▸ **Problem to work on**:
Below are entries; output exactly the lines from the one with "point(137, 20)" to the one with "Would you kindly put a point on the man's head", both included, and nothing else.

▸ **Given entries**:

════

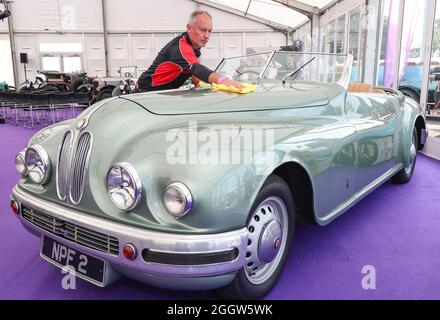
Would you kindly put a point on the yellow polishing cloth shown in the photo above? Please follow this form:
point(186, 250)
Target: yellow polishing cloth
point(221, 87)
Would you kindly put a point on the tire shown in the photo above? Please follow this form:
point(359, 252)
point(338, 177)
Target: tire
point(273, 209)
point(411, 94)
point(104, 95)
point(405, 174)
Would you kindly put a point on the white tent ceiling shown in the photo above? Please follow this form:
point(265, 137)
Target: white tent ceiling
point(271, 10)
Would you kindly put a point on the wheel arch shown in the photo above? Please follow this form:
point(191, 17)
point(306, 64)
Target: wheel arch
point(420, 125)
point(301, 187)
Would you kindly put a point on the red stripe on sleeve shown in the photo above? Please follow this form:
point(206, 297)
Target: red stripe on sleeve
point(165, 73)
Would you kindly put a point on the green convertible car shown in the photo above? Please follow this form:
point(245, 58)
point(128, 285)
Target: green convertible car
point(200, 189)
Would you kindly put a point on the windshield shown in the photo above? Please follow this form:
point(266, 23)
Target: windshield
point(288, 66)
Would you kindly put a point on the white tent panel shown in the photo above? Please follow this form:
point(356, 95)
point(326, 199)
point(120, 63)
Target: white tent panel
point(69, 15)
point(6, 72)
point(170, 15)
point(271, 10)
point(94, 53)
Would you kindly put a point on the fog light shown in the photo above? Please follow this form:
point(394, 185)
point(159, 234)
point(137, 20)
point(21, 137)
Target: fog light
point(129, 251)
point(14, 206)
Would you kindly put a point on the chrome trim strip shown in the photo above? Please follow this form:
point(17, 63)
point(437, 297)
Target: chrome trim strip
point(141, 238)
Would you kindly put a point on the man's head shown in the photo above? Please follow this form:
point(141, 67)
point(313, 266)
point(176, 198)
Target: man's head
point(199, 28)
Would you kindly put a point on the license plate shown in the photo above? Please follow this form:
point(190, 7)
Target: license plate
point(86, 267)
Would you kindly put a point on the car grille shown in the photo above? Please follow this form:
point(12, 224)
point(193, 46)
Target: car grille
point(72, 166)
point(63, 166)
point(79, 167)
point(83, 236)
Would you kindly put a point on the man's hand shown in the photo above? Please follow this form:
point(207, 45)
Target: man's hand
point(232, 83)
point(220, 79)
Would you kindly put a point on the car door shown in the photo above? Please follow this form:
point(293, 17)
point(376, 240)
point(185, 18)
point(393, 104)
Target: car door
point(375, 118)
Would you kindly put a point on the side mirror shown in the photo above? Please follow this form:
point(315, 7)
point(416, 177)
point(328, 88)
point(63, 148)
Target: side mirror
point(4, 14)
point(434, 70)
point(435, 77)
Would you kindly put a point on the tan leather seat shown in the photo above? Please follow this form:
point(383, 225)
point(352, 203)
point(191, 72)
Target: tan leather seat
point(363, 87)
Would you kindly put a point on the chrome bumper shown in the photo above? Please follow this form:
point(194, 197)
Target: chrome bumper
point(156, 242)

════

▸ **Response to the task**:
point(137, 20)
point(21, 137)
Target: fog light
point(129, 251)
point(14, 206)
Would you kindly put a point on the chrome trim strip shown in the photo above? Please follow this form:
point(17, 63)
point(437, 297)
Target: chrome trim strip
point(141, 238)
Would you kindly put a point on the man's head shown in the photo above? Please follow this form:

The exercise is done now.